§ **Written task A**
From the Massillon exhibition text, extract word for word the part that opens with the words containing "MAJ: The exhibition" and closes with "there, in words?".
§ **Written task B**
Answer these questions using the Massillon exhibition text:
(i) What kind of photographic series is the exhibition?
(ii) In which town was the ancestor born?
(iii) How often did her only surviving daughter visit her in the asylum, and for how many years?
§ **Written task C**
Carry on the Massillon exhibition text, beginning after its last sentence.

§ **Source document**
'''

Massillon Exhibition Eliza French & Jeff Charbonneau

Massillon: a narrative story told through pictures. While there is humor in these dark and sometimes peculiarly frightening images, a sense of melancholy, terror and doom fills the sequence that overwhelms the small gallery. Horror and the supernatural are found in the real life tale re-imagined by Jeff Charbonneau and Eliza French. they weave a tale of the life of Zeta Eliza Wolley and the culture in which she lived near the turn of the 20th Century. Wolley’s life was grotesque, mysterious and desolate. She had a strange fantastical mind brought about by the archaic and barbarous cultural beliefs regarding the role of women in the home and society at that time. This is a black and white Chromogenic series of gruesome absurdity told through the eyes of a descendant.

MAJ: The exhibition is inspired by the true story of your ancestor Zeta Eliza Wolley, specifically her life and death in Massillon, Ohio in the late 1800’s. Tell us a little about her life and death there, in words?

FRENCH: Zeta Eliza Woolley was born to Irish immigrant parents in the 1880’s in Wellsville, Ohio, and was raised there and in Massillon. By age seventeen, she was married to a Pennsylvania Railroad worker and bore his children for the next six years. As a woman of petite stature and frailty, she suffered great physical afflictions each time she became pregnant and gave birth. Her plea to doctors and to her husband for contraceptive measures was ignored due to the unquestioned cultural expectations for women of that time. Sadly, her physical and mental anguish increased with each new child. And in less than a decade, she had five. Four of her five children died in early childhood from unknown circumstances. Handwritten letters from her husband suggest that two years before the death of her fourth child, Zeta Eliza Woolley “fell ill” and became prone to wandering great distances alone. She would hide in abandoned coal mines in the area until discovered. Upon the death of her fourth child, she attempted suicide in one of the mines and was placed permanently in the Massillon State Lunatic Asylum. Her only surviving daughter was subsequently raised by an aunt and uncle in Pittsburgh, Pennsylvania from the age of six onward. She visited her mother in the asylum once a month for the following nineteen years. Zeta Eliza Woolley was abandoned by her husband who filed for divorce and shortly after remarried and began a new family. The two never saw each other again.

'''

§ **Provided records**
'''

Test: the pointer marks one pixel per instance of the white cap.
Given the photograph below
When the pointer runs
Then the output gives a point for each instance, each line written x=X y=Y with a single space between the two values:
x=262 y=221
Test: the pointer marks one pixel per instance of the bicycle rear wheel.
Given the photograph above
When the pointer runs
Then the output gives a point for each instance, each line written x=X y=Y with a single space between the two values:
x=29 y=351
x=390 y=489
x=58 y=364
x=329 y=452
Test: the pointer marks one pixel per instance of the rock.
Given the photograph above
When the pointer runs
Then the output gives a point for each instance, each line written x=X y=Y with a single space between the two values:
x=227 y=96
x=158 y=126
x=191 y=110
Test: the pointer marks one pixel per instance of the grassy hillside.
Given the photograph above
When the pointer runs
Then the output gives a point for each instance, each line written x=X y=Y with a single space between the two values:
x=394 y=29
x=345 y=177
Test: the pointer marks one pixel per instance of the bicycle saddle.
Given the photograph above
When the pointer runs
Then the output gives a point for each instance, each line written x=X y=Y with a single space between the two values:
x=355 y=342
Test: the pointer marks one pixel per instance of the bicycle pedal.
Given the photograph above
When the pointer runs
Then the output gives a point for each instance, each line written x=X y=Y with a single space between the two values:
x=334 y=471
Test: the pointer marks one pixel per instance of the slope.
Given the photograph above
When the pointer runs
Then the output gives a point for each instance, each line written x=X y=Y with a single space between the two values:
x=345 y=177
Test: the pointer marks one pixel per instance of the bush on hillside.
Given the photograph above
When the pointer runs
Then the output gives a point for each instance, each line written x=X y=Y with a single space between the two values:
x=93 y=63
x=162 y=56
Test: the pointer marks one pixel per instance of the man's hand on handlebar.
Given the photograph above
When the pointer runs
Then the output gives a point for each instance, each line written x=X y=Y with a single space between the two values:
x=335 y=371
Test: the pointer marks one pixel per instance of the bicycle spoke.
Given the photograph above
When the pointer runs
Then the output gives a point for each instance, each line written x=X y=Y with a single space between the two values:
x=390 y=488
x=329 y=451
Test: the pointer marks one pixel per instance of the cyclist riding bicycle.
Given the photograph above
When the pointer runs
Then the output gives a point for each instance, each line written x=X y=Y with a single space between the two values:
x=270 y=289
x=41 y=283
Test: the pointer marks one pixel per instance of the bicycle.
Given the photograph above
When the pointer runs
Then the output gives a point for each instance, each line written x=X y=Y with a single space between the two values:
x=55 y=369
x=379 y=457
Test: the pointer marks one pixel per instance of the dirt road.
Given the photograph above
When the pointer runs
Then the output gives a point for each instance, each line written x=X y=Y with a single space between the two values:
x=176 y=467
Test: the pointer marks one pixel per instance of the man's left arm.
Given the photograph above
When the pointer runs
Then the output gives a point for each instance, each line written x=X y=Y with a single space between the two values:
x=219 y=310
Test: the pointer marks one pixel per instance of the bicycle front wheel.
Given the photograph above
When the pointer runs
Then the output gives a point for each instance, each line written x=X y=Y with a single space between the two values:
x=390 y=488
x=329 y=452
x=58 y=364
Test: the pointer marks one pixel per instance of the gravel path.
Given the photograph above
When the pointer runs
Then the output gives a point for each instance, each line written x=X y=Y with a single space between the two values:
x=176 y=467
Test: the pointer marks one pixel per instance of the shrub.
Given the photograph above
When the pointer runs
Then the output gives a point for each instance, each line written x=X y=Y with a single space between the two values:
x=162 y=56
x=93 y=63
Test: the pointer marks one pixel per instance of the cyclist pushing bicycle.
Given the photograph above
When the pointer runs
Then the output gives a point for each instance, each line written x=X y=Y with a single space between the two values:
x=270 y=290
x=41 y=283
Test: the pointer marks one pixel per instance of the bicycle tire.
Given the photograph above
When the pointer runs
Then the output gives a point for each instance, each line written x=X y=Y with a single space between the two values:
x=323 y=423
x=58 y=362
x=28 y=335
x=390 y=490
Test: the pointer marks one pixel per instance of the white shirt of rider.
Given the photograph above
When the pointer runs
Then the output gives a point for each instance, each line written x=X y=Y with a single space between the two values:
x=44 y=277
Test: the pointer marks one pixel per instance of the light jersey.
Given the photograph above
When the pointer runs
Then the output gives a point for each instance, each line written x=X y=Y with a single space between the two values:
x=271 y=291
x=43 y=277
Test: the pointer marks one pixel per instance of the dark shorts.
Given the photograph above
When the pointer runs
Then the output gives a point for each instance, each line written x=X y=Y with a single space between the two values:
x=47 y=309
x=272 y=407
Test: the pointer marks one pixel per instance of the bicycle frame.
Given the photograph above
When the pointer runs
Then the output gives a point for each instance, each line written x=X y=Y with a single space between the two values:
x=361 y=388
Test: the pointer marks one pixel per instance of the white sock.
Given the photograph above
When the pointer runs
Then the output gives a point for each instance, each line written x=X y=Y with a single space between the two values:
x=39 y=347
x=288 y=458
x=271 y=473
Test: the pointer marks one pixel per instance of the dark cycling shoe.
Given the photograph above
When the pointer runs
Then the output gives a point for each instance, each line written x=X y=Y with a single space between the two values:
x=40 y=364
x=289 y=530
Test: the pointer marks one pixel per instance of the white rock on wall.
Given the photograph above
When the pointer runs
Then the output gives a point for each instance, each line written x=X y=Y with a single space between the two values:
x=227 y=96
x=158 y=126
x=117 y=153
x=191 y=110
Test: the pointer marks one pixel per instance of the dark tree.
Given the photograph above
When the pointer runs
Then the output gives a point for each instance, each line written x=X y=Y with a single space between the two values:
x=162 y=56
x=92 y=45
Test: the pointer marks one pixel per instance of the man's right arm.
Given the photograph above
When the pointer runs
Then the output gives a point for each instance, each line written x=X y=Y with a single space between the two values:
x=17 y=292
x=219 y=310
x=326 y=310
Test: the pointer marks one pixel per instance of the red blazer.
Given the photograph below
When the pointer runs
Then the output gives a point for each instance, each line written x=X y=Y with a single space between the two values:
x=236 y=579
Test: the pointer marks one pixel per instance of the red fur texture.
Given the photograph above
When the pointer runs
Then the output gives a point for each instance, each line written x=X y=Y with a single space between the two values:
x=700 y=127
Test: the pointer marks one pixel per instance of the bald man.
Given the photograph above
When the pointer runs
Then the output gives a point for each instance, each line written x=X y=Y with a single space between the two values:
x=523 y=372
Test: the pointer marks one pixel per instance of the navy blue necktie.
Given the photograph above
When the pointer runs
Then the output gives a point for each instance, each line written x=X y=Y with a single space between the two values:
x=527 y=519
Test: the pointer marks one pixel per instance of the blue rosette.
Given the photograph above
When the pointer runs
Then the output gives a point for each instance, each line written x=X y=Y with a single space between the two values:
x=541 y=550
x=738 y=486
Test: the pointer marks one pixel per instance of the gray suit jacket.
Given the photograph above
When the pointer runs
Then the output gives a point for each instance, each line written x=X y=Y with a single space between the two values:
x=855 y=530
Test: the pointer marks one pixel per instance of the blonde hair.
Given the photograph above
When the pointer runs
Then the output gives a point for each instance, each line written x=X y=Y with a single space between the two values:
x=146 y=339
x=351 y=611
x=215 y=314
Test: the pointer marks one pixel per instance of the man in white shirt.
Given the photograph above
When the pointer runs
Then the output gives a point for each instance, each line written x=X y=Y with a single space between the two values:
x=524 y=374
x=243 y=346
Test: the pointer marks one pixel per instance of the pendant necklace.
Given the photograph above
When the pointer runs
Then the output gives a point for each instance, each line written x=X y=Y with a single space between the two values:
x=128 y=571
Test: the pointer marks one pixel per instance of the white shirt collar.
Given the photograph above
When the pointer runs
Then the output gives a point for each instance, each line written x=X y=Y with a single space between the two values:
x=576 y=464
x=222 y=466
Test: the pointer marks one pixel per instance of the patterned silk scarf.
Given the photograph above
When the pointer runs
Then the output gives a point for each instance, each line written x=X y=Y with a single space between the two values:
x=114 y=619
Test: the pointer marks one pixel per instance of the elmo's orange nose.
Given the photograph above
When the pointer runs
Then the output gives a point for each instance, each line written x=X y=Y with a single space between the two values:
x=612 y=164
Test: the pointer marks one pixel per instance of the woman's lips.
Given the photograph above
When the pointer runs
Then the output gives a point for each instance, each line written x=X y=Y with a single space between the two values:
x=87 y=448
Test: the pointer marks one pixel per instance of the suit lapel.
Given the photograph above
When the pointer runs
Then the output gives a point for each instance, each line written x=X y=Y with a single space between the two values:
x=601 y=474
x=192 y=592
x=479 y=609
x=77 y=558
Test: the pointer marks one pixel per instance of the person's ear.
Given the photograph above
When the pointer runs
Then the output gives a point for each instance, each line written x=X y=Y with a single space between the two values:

'''

§ **Exercise output A**
MAJ: The exhibition is inspired by the true story of your ancestor Zeta Eliza Wolley, specifically her life and death in Massillon, Ohio in the late 1800’s. Tell us a little about her life and death there, in words?

§ **Exercise output B**
(i) A black and white Chromogenic series.
(ii) Wellsville, Ohio.
(iii) Once a month, for nineteen years.

§ **Exercise output C**
Our artwork in this series is motivated by an attempt to grasp onto someone we’ve never known, but whose story has had an indelible impact on the people we love. We do not attempt to portray her life factually, or realistically, but instead, draw deep inspiration from the situation of her suffering, and the hope that within that suffering, a vital fantasy life flourished. At the same time that we utilize the inescapable reality of the domestic role assigned to women at the turn of the century as motivation for pictures of loss, frustration and melancholy, we also react to the injustice of this role to create contrasting scenes of beauty, mystery and seduction.

MAJ: What, in your opinion, is the encroaching stench of new Victorianism?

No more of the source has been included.